• **PROVIDED RECORDS**:
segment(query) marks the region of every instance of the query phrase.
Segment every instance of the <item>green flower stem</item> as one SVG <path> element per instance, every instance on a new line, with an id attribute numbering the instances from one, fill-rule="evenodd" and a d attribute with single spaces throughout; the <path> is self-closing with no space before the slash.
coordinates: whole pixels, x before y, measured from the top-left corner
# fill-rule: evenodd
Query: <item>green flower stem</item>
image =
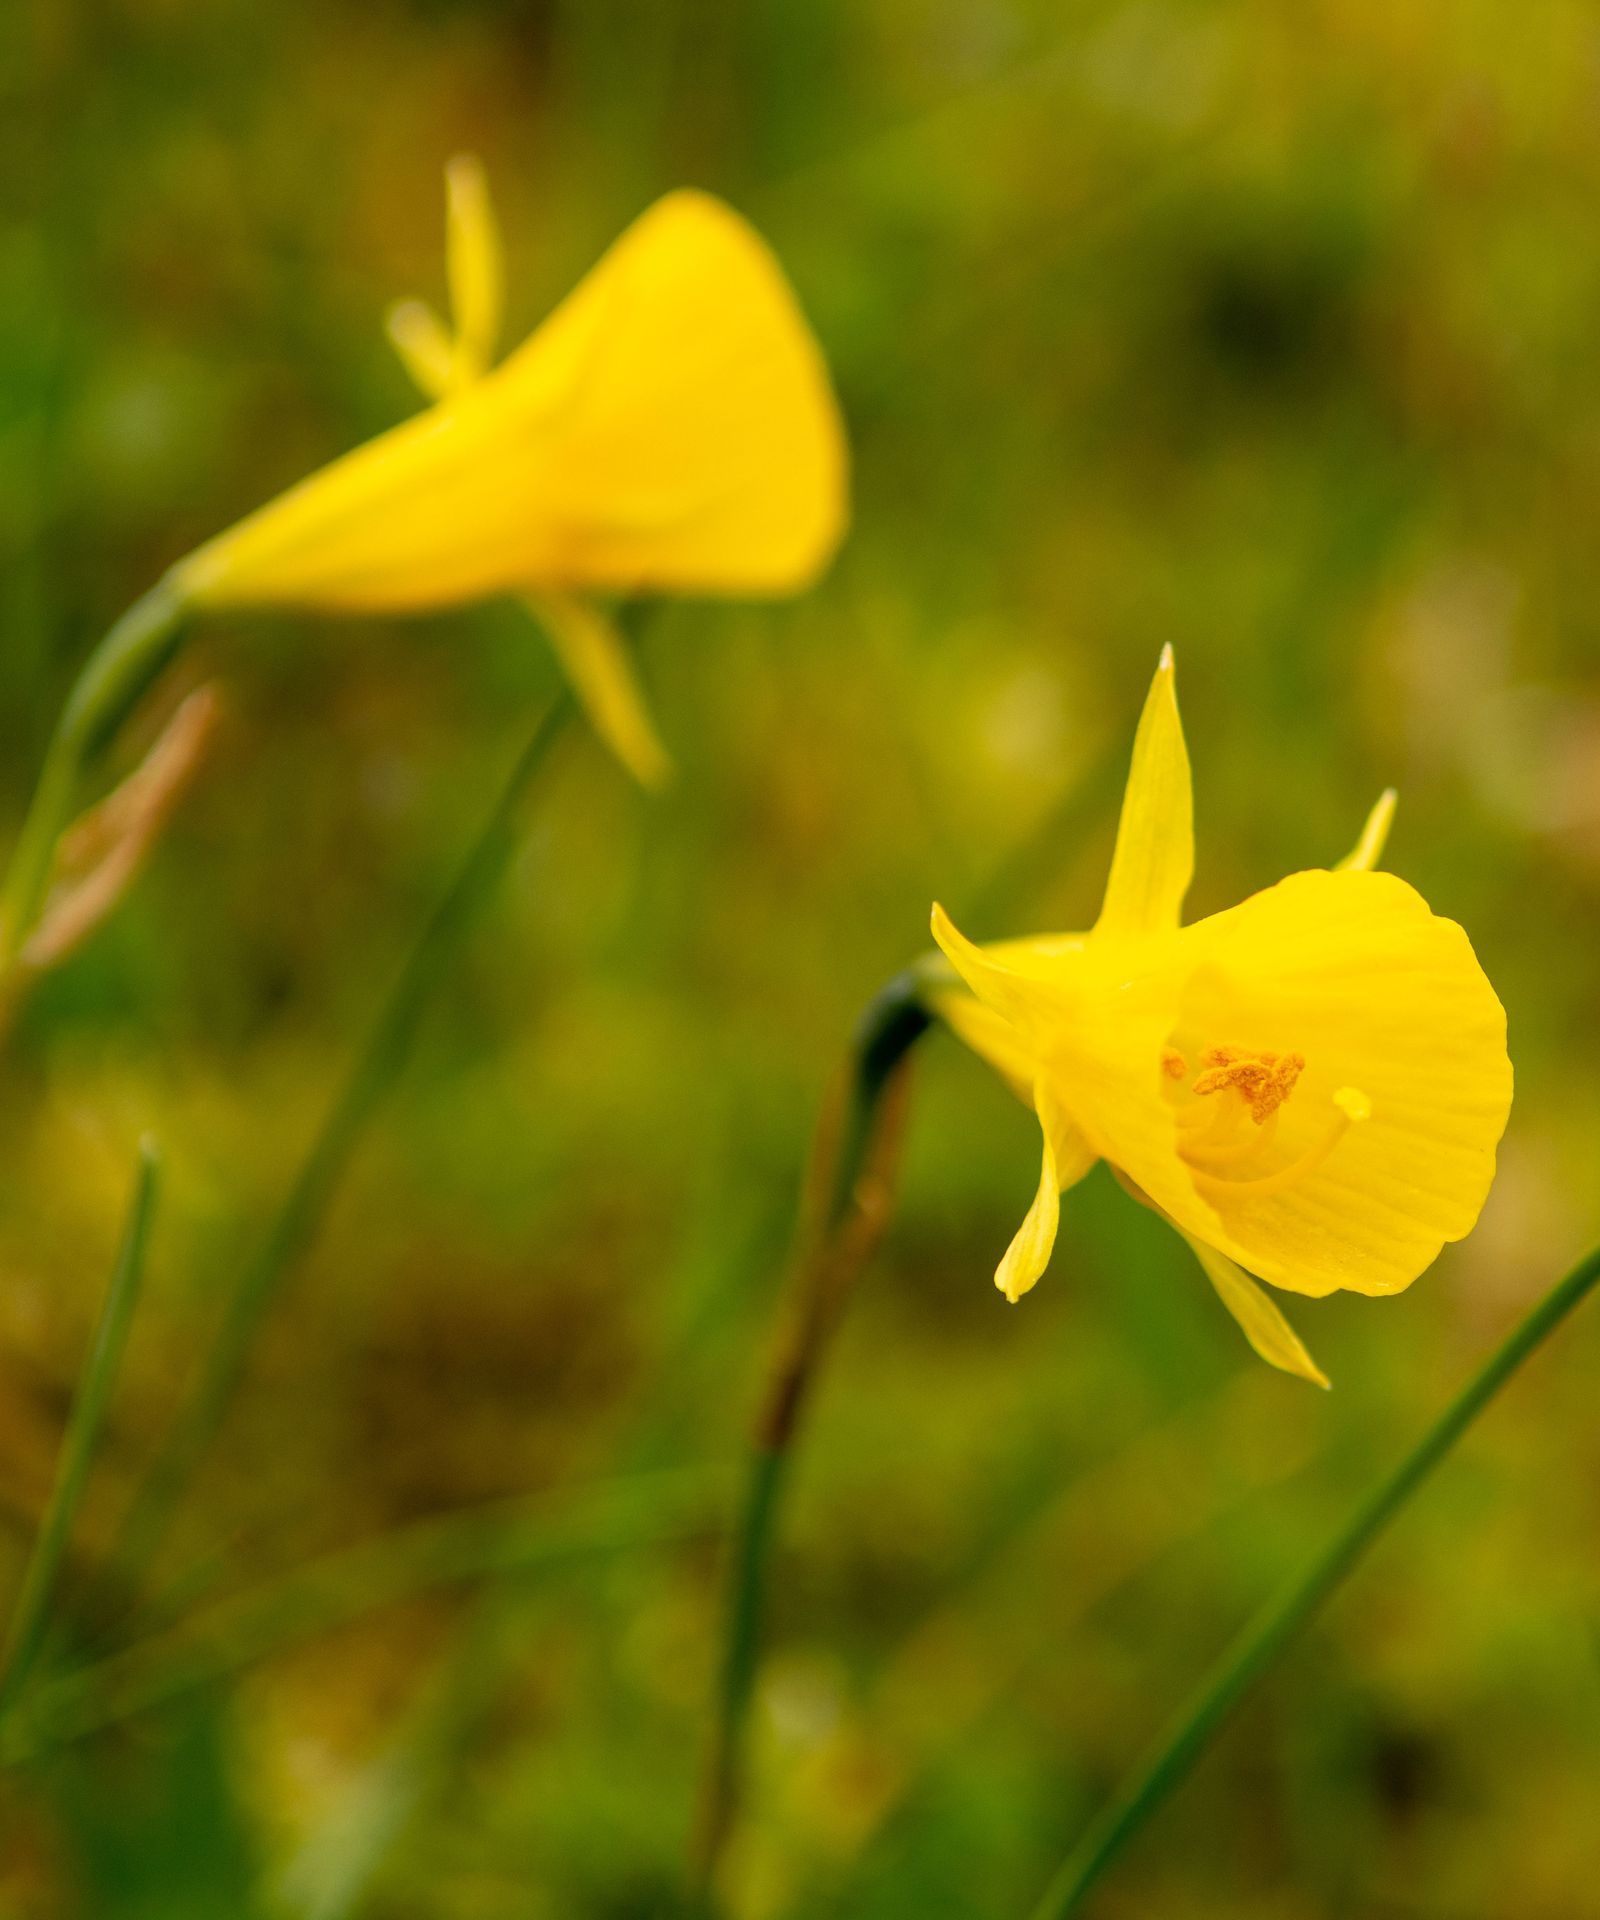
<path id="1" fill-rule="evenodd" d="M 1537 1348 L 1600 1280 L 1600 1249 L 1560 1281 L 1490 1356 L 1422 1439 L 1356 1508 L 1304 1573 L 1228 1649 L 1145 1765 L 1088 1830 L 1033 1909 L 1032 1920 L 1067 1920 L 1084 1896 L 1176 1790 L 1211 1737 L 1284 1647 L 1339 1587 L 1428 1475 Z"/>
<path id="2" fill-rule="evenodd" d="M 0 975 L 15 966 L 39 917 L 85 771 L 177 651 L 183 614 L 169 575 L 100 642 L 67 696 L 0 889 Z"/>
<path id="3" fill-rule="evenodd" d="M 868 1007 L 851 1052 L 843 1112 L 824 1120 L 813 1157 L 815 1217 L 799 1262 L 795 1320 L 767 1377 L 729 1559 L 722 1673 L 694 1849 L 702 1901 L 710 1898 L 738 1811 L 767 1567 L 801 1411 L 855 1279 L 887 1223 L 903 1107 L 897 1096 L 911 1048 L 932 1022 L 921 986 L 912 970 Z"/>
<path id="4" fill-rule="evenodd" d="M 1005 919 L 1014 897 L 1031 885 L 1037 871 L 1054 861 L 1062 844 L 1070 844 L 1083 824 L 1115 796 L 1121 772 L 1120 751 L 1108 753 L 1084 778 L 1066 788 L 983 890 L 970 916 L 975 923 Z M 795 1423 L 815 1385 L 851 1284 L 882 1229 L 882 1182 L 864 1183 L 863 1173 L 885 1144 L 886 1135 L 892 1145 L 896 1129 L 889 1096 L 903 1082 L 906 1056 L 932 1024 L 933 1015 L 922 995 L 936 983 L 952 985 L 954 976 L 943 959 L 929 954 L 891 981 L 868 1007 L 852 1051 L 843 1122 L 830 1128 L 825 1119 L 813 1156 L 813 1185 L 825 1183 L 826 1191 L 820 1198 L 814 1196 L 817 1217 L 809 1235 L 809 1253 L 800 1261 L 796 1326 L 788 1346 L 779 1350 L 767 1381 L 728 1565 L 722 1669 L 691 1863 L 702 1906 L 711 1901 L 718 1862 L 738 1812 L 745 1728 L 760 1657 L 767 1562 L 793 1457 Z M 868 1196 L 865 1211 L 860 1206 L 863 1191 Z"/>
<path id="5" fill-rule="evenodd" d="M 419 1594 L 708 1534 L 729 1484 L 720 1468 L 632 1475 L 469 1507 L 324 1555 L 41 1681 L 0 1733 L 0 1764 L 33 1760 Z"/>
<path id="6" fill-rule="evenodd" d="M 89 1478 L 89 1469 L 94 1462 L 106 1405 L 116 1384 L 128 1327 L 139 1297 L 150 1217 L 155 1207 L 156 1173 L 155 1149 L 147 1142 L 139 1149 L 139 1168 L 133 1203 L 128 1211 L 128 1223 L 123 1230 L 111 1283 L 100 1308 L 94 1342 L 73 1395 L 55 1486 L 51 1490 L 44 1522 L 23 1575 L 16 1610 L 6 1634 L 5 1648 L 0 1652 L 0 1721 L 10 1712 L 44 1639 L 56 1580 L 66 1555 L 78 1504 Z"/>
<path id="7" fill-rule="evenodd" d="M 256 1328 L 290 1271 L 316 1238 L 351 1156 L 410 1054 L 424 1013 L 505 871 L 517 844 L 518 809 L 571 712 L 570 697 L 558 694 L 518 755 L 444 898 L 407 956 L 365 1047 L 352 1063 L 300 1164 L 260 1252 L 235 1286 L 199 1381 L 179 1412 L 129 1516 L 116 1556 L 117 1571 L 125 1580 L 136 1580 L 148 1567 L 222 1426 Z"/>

• **EXERCISE GOAL**: Please give back, exactly as it stands above, the stretch from the line with "Segment every instance" through the line with "Query: <item>green flower stem</item>", and no line outside it.

• **SOLUTION TO THE EXERCISE**:
Segment every instance of the <item>green flower stem</item> as one SVG <path> element per instance, every instance on a new line, with an id attribute numbering the instances from one, fill-rule="evenodd" and a d attribute with single spaces throughout; the <path> is self-closing with no space before the slash.
coordinates: whole pixels, x before y, measured from the top-left corner
# fill-rule: evenodd
Query: <item>green flower stem</item>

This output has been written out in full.